= SELECTED EXCERPT =
◆ ◆ ◆ ◆ ◆

After the Bermudez meeting, Meneses and Blandon were briefly arrested by Honduran police who confiscated $100,000 that the police suspected was to be a payment for a drug transaction. The Contras intervened, gained freedom for the two traffickers and got them their money back by saying the cash, which indeed was for a cocaine purchase in Bolivia, belonged to the Contras.
There were other indications of Bermudez’s drug-smuggling complicity. In February 1988, another Nicaraguan exile linked to the drug trade accused Bermudez of participation in narcotics trafficking, according to Hitz’s report. After the Contra war ended, Bermudez returned to Managua, Nicaragua, where he was shot to death on Feb. 16, 1991. The murder has never been solved.
The Southern Front
Along the Southern Front, the Contras’ military operations in Costa Rica on Nicaragua’s southern border, the CIA’s drug evidence centered on the forces of Eden Pastora, another top Contra commander. But Hitz discovered that the U.S. government may have made the drug situation worse, not better.
Hitz revealed that the CIA put an admitted drug operative, known by his CIA pseudonym “Ivan Gomez,” in a supervisory position over Pastora. Hitz reported that the CIA discovered Gomez’s drug history in 1987 when Gomez failed a security review on drug-trafficking questions.
In internal CIA interviews, Gomez admitted that in March or April 1982, he helped family members who were engaged in drug trafficking and money laundering. In one case, Gomez said he assisted his brother and brother-in-law transporting cash from New York City to Miami. He admitted he “knew this act was illegal.”
Later, Gomez expanded on his admission, describing how his family members had fallen $2 million into debt and had gone to Miami to run a money-laundering center for drug traffickers.
Gomez said “his brother had many visitors whom [Gomez] assumed to be in the drug trafficking business.” Gomez’s brother was arrested on drug charges in June 1982. Three months later, in September 1982, Gomez started his CIA assignment in Costa Rica.
Years later, convicted drug trafficker Carlos Cabezas alleged that in the early 1980s, Ivan Gomez was the CIA agent in Costa Rica who was overseeing drug-money donations to the Contras. Gomez “was to make sure the money was given to the right people [the Contras] and nobody was taking . . . profit they weren’t supposed to,” Cabezas stated publicly.
But the CIA sought to discredit Cabezas at the time because he had trouble identifying Gomez’s picture and put Gomez at one meeting in early 1982 before Gomez started his CIA assignment. While the CIA was able to fend off Cabezas’s allegations by pointing to these minor discrepancies, Hitz’s report revealed that the CIA was nevertheless aware of Gomez’s direct role in drug-money laundering, a fact the agency hid from Sen. Kerry in his investigation during the late 1980s.
There was also more to know about Gomez. In November 1985, the FBI learned from an informant that Gomez’s two brothers had been large-scale cocaine importers, with one brother arranging shipments from Bolivia’s infamous drug kingpin Roberto Suarez.
Suarez already was known as a financier of right-wing causes. In 1980, with the support of Argentina’s hard-line anticommunist military regime, Suarez bankrolled a coup in Bolivia that ousted the elected left-of-center government. The violent putsch became known as the Cocaine Coup because it made Bolivia the region’s first narco-state.
By protecting cocaine shipments headed north, Bolivia’s government helped transform Colombia’s Medellin cartel from a struggling local operation into a giant corporate-style business for delivering vast quantities of cocaine to the U.S. market.

◆ ◆ ◆ ◆ ◆

= Data listing =
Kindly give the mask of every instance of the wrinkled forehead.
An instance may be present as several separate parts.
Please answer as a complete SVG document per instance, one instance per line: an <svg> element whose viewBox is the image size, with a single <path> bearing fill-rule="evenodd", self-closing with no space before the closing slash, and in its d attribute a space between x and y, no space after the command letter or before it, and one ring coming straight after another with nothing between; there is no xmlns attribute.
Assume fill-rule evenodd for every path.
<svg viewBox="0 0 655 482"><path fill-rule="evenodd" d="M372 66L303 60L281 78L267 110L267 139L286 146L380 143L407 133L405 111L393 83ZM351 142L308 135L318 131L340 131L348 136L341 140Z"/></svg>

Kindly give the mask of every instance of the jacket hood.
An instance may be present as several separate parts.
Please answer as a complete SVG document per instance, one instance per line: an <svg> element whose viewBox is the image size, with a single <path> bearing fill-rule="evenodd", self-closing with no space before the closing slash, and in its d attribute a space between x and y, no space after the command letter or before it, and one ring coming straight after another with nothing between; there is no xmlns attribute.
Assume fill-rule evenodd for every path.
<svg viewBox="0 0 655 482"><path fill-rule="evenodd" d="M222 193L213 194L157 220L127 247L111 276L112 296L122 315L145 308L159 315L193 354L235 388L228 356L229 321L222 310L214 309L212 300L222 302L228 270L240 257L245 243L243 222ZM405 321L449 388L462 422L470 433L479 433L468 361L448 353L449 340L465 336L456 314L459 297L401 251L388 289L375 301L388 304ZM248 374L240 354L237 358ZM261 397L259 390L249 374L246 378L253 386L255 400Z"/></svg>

◆ ◆ ◆ ◆ ◆

= TASK PROMPT =
Please extend the excerpt on Contra drug trafficking, picking up right after its final sentence. These entries have no connection to the excerpt on Contra drug trafficking.

= ANSWER TO THIS PROBLEM =
Flush with cash in the early 1980s, Suarez invested more than $30 million in various right-wing paramilitary operations, including the Contra forces in Central America, according to U.S. Senate testimony by an Argentine intelligence officer, Leonardo Sanchez-Reisse.
In 1987, Sanchez-Reisse said the Suarez drug money was laundered through front companies in Miami before going to Central America. There, other Argentine intelligence officers, veterans of the Bolivian coup, trained the Contras in the early 1980s, even before the CIA arrived to first assist with the training and later take over the Contra operation from the Argentines.
Inspector General Hitz added another piece to the mystery of the Bolivian-Contra connection. One Contra fund-raiser, Jose Orlando Bolanos, boasted that the Argentine government was supporting his Contra activities, according to a May 1982 cable to CIA headquarters. Bolanos made the statement during a meeting with undercover DEA agents in Florida. He even offered to introduce them to his Bolivian cocaine supplier.
Despite all this suspicious drug activity centered around Ivan Gomez and the Contras, the CIA insisted that it did not unmask Gomez until 1987, when he failed a security check and confessed his role in his family’s drug business.
The CIA official who interviewed Gomez concluded that “Gomez directly participated in illegal drug transactions, concealed participation in illegal drug transactions, and concealed information about involvement in illegal drug activity,” Hitz wrote.
But senior CIA officials still protected Gomez. They refused to refer the Gomez case to the Justice Department, citing the 1982 agreement that spared the CIA from a legal obligation to report narcotics crimes by people collaborating with the CIA who were not formal agency employees. Gomez was an independent contractor who worked for the CIA but was not officially on staff. The CIA eased Gomez out of the agency in February 1988, without alerting law enforcement or the congressional oversight committees.
When questioned about the case nearly a decade later, one senior CIA official who had supported the gentle treatment of Gomez had second thoughts. “It is a striking commentary on me and everyone that this guy’s involvement in narcotics didn’t weigh more heavily on me or the system,” the official told Hitz’s investigators.
Drug Path to the White House
A Medellin drug connection arose in another section of Hitz’s report, when he revealed evidence suggesting that some Contra trafficking may have been sanctioned by Reagan’s National Security Council. The protagonist for this part of the Contra-cocaine mystery was Moises Nunez, a Cuban-American who worked for Oliver North’s NSC Contra-support operation and for two drug-connected seafood importers, Ocean Hunter in Miami and Frigorificos De Puntarenas in Costa Rica.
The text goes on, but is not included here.